- _Data_
##########
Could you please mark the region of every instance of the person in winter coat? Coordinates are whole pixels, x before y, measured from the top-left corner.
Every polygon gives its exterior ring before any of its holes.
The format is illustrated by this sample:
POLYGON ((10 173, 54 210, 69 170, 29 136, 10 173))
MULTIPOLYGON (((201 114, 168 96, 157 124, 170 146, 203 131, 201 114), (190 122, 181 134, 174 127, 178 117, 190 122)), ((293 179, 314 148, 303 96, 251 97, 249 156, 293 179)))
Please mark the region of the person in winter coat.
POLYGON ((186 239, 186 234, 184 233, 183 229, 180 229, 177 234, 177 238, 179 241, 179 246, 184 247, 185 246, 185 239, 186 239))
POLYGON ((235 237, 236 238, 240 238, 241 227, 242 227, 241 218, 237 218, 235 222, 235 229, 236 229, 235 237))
##########
Please list each line of the data above that contains the word "region", copying every such line in full.

- _Task result_
Could you please mark the region of every instance of the person in winter coat? Coordinates are whole pixels, x before y, measured from the top-left corner.
Please mark the region of the person in winter coat.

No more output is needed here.